● **DO THIS**
Copy the records below verbatim, line for line, without the pictures.

● **MATERIAL FOR THIS TASK**
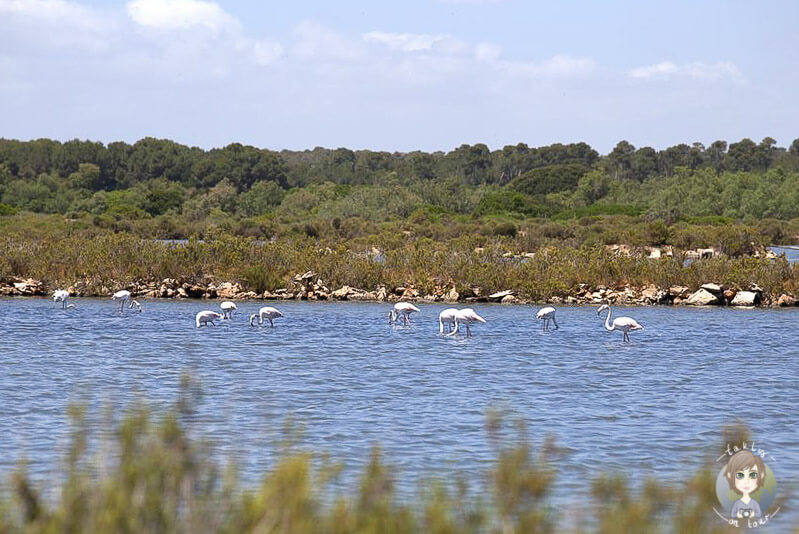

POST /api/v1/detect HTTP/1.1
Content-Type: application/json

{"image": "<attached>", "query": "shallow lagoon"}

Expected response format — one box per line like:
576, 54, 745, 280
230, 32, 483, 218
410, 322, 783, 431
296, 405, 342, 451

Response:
0, 299, 799, 518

● **TASK OUTPUT**
POST /api/v1/detect HTTP/1.1
Content-Type: application/json

{"image": "<attached>", "query": "shallow lagoon"}

Expected response format — one box per line like:
576, 54, 745, 280
230, 32, 483, 218
410, 322, 783, 431
296, 405, 342, 451

Response:
0, 299, 799, 518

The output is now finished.